» OPDRACHT 1
Noem alle steden en landen die in het bericht over de OPEC-productie met hun eigen naam voorkomen.
» OPDRACHT 2
Breid het bericht over de OPEC-productie uit met een vervolg dat aansluit op de laatste zin.

» AANGELEVERDE TEKST
== == ==

OPEC handhaaft geplande productie
De OPEC-ministers, bijeen in het Japanse Osaka, hebben donderdagmorgen overeenstemming bereikt over de voorgenomen productie van olie in het laatste kwartaal van dit jaar.
De Organisatie van Olie Producerende en Exporterende Landen besloot niet meer ruwe olie op de markt te brengen. „Er bestaat consensus dat er genoeg olie is. Het is niet nodig meer olie op de markten te brengen dan we nu doen”, zo verklaarde OPEC-president Rilwanu Lukman.
De olieprijzen stonden door de oorlogsdreiging rond Irak de afgelopen tijd onder druk. De onzekerheid zorgde voor stijgende prijzen, wat schadelijk is voor de wereldeconomie. De toezegging van Bagdad om wapeninspecteurs toe te zullen laten, heeft gezorgd voor meer ontspanning op de oliemarkt.

== == ==

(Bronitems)
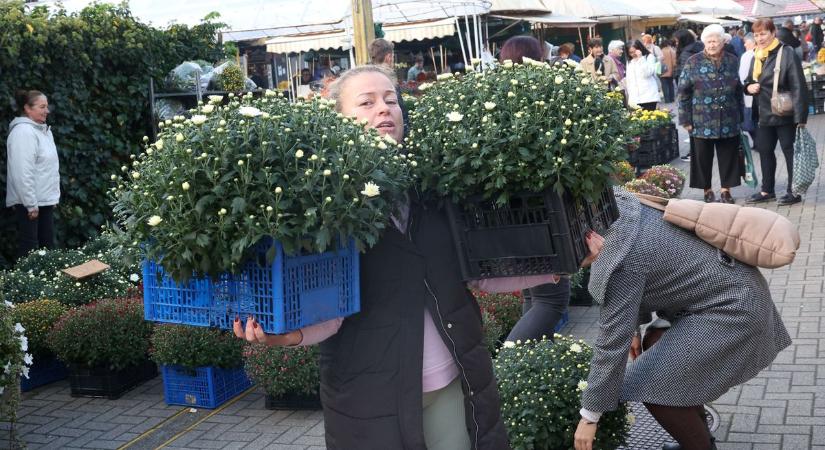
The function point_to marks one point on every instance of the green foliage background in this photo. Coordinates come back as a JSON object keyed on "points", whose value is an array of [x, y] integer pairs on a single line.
{"points": [[95, 67]]}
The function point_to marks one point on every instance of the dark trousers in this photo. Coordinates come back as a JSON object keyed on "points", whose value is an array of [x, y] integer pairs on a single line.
{"points": [[543, 307], [36, 233], [701, 162], [766, 138], [668, 91]]}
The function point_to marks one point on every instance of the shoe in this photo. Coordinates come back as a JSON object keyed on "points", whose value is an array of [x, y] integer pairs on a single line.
{"points": [[725, 197], [759, 198], [789, 199], [710, 197]]}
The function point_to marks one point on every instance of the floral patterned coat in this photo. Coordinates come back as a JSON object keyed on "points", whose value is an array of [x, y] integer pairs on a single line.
{"points": [[710, 96]]}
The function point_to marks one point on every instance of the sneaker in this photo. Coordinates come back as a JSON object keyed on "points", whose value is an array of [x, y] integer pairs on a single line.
{"points": [[725, 197], [789, 199], [759, 198], [710, 197]]}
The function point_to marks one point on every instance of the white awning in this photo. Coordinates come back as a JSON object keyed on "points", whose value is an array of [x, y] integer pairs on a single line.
{"points": [[342, 40], [551, 19], [706, 19], [715, 8]]}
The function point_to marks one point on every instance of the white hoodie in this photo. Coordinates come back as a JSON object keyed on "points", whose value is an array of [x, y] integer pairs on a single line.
{"points": [[33, 170]]}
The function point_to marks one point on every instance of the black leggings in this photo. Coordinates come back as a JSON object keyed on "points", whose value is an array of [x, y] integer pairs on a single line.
{"points": [[543, 307], [32, 234], [766, 138], [727, 157]]}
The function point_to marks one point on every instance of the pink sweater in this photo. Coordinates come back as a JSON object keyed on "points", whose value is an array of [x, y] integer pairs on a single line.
{"points": [[439, 367]]}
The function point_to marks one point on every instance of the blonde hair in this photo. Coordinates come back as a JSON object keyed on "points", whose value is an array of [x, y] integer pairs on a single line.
{"points": [[337, 86]]}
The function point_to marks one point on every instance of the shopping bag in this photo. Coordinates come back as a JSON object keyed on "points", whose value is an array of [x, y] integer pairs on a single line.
{"points": [[748, 169], [805, 161]]}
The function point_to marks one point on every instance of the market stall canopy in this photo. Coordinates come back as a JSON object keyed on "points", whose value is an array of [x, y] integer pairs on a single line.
{"points": [[706, 19], [713, 8], [608, 10], [551, 19], [500, 6], [255, 19], [341, 39]]}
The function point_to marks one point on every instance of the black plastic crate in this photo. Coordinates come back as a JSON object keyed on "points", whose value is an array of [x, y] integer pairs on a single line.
{"points": [[293, 402], [44, 371], [111, 384], [535, 233], [658, 146]]}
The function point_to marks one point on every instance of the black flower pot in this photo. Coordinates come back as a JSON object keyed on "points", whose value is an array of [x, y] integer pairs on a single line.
{"points": [[107, 383], [293, 402], [42, 372]]}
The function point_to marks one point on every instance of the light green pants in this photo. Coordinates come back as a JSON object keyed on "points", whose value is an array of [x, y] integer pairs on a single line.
{"points": [[444, 424]]}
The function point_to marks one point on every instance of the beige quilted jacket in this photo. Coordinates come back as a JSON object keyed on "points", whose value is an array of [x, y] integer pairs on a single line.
{"points": [[754, 236]]}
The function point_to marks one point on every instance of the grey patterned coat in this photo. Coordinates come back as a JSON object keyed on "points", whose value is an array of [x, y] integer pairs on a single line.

== == ==

» ANTWOORD 1
Osaka, Irak, Bagdad

» ANTWOORD 2
De OPEC wil de prijs van ruwe olie tussen de 22 dollar en de 28 dollar per vat houden. De wereldwijde economische terugval van vorig jaar leidde ertoe dat de lidstaten hun productie beperkten om het prijsniveau niet te veel te laten zakken. Sinds januari houden ze vast aan de afgesproken quota’s, waardoor de olie geleidelijk duurder wordt. Op dit moment schommelt die tussen de 27 dollar en de 30 dollar per vat.
In Osaka stonden bij aanvang van de ministersconferentie twee kampen tegenover elkaar. Grootproducent Saudi-Arabië pleitte voor productieverhoging. Riyad vreest de concurrentie van Rusland, dat veel olie produceert maar niet bij het kartel is aangesloten en onder de OPEC-prijs kan leveren.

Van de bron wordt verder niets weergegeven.